### [DATASET ROWS]
◆ ◆ ◆ ◆
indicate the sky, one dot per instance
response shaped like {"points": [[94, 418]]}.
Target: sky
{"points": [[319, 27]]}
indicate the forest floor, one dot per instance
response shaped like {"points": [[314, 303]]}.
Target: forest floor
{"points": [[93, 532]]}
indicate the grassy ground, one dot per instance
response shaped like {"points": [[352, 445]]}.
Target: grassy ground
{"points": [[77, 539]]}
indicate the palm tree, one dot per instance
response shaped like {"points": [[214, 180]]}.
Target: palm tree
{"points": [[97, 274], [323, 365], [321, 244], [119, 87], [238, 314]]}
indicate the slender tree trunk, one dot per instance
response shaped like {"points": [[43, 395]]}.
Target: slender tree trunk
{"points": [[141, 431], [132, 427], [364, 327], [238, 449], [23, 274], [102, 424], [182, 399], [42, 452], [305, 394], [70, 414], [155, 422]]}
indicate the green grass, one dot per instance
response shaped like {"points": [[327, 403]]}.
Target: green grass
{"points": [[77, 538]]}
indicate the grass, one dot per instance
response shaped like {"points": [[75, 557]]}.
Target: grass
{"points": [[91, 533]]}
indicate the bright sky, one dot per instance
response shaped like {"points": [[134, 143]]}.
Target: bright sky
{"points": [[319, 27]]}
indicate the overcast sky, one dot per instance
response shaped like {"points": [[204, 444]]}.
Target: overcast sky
◆ ◆ ◆ ◆
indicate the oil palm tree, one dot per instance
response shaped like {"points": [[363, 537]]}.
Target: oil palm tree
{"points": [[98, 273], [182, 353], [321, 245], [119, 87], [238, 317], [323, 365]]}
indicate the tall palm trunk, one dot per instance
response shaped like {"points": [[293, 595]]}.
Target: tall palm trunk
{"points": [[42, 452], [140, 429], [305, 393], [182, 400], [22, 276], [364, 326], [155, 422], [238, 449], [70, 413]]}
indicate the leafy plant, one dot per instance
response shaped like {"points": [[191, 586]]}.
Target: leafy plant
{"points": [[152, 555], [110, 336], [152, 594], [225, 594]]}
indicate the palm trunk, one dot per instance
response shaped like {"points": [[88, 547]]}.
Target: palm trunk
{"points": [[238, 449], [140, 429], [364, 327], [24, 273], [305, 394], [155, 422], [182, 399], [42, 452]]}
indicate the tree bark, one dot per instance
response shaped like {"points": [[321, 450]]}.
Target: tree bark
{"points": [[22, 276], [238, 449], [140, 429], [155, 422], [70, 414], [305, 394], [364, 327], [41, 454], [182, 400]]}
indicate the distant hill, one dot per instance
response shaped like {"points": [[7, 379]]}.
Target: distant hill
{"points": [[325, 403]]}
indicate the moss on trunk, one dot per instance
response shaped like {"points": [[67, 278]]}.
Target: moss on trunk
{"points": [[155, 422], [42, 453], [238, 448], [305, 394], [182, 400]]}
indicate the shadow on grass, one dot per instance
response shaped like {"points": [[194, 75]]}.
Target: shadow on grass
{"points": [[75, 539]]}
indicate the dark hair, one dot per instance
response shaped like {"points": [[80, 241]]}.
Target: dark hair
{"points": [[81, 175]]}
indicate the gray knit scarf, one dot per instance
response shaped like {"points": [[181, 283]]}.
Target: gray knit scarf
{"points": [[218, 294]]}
◆ ◆ ◆ ◆
### [REQUIREMENT]
Turn the rows into a JSON list of strings, one string per line, from the line containing "indicate the sky, one dot per instance" through the line containing "Target: overcast sky", with blank lines omitted.

### [TASK SOLUTION]
[
  "indicate the sky, one dot per instance",
  "response shaped like {\"points\": [[94, 418]]}.",
  "Target: sky",
  "{\"points\": [[319, 27]]}",
  "indicate the forest floor, one dot per instance",
  "response shaped like {\"points\": [[314, 303]]}.",
  "Target: forest floor",
  "{\"points\": [[93, 532]]}",
  "indicate the grassy ground, one dot per instance",
  "response shaped like {\"points\": [[352, 445]]}.",
  "Target: grassy ground",
  "{\"points\": [[77, 539]]}",
  "indicate the palm tree, one dot per instance",
  "response shaped like {\"points\": [[214, 180]]}.",
  "Target: palm tree",
  "{\"points\": [[97, 274], [323, 365], [321, 244], [119, 87], [238, 314]]}",
  "indicate the slender tree trunk, one dot per instance",
  "response shaped like {\"points\": [[43, 395]]}.",
  "Target: slender tree trunk",
  "{\"points\": [[141, 431], [132, 427], [364, 327], [238, 449], [23, 274], [102, 424], [182, 399], [42, 452], [305, 394], [70, 414], [155, 422]]}",
  "indicate the green grass, one dot per instance",
  "response shaped like {\"points\": [[327, 403]]}.",
  "Target: green grass",
  "{\"points\": [[77, 538]]}",
  "indicate the grass, one dot per instance",
  "response shaped like {\"points\": [[75, 557]]}.",
  "Target: grass",
  "{\"points\": [[91, 533]]}",
  "indicate the bright sky, one dot per instance",
  "response shaped like {\"points\": [[134, 143]]}.",
  "Target: bright sky",
  "{\"points\": [[319, 27]]}",
  "indicate the overcast sky, one dot per instance",
  "response shaped like {\"points\": [[204, 444]]}.",
  "Target: overcast sky"
]